- _Jobs_
1: Please quote the passage on tensor symmetry word for word, starting with "Tensor can be" and going on through "所获得的slice是对称的。".
2: Rewrite the paragraph of the tensor symmetry passage that begins "A tensor is called cubical" as a short list, keeping its main facts.

A tensor is called cubical if every mode is the same size, i.e., \(\mathbfcal{X} \in \mathbb{R}^{I \times \cdots \times I}\). A cubical tensor is called supersymmetric if its elements remain constant under any permutation of the indices. For instance, a third-order tensor \(\mathbfcal{X} \in \mathbb{R}^{I \times I \times I}\) is supersymmetric if for all \(i, j, k=1, \ldots, I\), \[x_{ijk}=x_{ikj}=x_{jik}=x_{jki}=x_{kij}=x_{kji}.\]

Tensor can be partially symmetric in two or more modes. For instance, a third-order tensor \(\mathbfcal{X} \in \mathbb{R}^{I \times I \times K}\) is symmetric in modes one and two if all its frontal slices are symmetric, i.e., for all \(k=1, \ldots, K\), \[\mathbf{X}_k=\mathbf{X}_k^\top.\]

张量在mode-\(1\)\(2\)下对称,可以理解为展开第\(1\)维和第\(2\)维,固定剩余维度的情况下,所获得的slice是对称的。

- _Supplied material_

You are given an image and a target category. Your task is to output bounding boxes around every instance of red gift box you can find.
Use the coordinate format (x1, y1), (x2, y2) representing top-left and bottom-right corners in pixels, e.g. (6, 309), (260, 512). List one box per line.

- _Solutions in order_
1:
Tensor can be partially symmetric in two or more modes. For instance, a third-order tensor \(\mathbfcal{X} \in \mathbb{R}^{I \times I \times K}\) is symmetric in modes one and two if all its frontal slices are symmetric, i.e., for all \(k=1, \ldots, K\), \[\mathbf{X}_k=\mathbf{X}_k^\top.\]

张量在mode-\(1\)\(2\)下对称,可以理解为展开第\(1\)维和第\(2\)维,固定剩余维度的情况下,所获得的slice是对称的。

2:
- Cubical tensor: every mode is the same size, \(\mathbfcal{X} \in \mathbb{R}^{I \times \cdots \times I}\).
- Supersymmetric tensor: a cubical tensor whose elements stay constant under any permutation of the indices.
- Third-order example: \(\mathbfcal{X} \in \mathbb{R}^{I \times I \times I}\) is supersymmetric if, for all \(i, j, k=1, \ldots, I\), \(x_{ijk}=x_{ikj}=x_{jik}=x_{jki}=x_{kij}=x_{kji}\).